▶ **EXERCISE DATA**

╭──

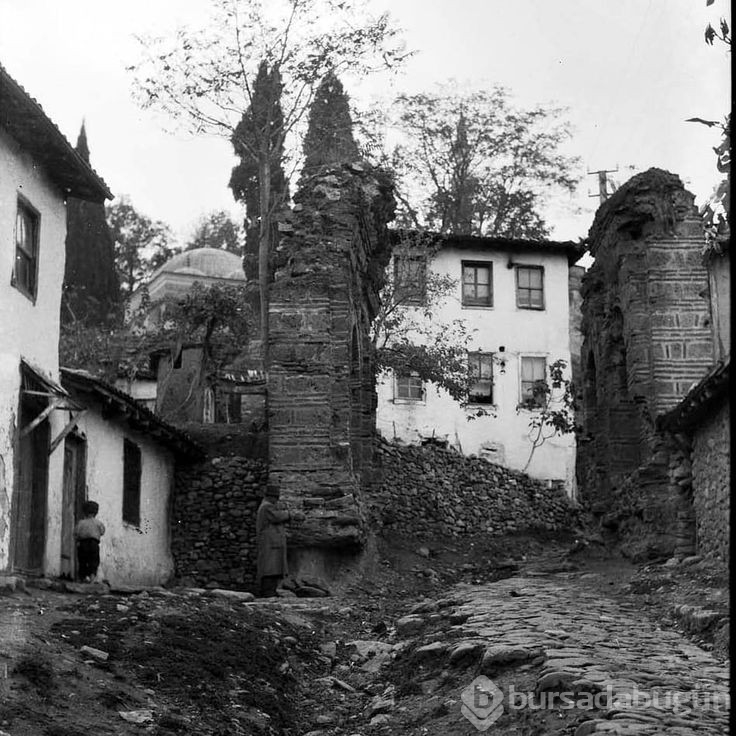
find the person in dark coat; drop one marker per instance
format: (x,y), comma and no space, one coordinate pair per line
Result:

╰──
╭──

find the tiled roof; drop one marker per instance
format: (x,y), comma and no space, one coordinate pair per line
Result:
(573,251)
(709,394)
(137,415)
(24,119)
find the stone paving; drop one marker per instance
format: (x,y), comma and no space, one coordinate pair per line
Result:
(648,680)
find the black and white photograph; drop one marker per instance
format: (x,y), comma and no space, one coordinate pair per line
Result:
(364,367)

╰──
╭──

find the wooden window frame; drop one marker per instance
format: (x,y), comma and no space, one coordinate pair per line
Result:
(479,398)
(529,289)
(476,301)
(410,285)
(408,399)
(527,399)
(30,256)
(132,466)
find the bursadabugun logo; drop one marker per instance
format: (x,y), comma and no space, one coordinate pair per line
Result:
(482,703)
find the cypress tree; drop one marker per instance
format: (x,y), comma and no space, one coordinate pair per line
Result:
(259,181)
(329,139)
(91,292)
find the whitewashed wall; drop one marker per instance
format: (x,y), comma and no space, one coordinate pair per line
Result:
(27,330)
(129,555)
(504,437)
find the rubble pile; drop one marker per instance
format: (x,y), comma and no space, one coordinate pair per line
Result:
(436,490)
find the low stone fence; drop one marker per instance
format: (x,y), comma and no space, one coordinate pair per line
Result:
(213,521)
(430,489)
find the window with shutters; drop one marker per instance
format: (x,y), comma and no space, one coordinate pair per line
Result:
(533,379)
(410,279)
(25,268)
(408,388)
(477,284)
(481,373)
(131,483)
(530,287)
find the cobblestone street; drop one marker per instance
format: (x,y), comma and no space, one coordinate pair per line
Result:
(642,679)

╰──

▶ **EXERCISE OBJECTIVE**
Copy out the lines above that hold the string "find".

▶ **YOUR SOLUTION**
find the person in dark coat; drop one marker per instance
find the tiled roof; drop one marker per instance
find the stone paving; drop one marker per instance
find the black and white photograph; drop one marker per instance
find the wooden window frame; drop one marker per instance
find the bursadabugun logo; drop one marker per instance
find the cypress tree; drop one marker per instance
find the whitewashed wall; drop one marker per instance
find the rubble pile; drop one marker per instance
find the low stone fence; drop one marker per instance
find the window with shutters; drop one marker per instance
find the cobblestone street; drop one marker per instance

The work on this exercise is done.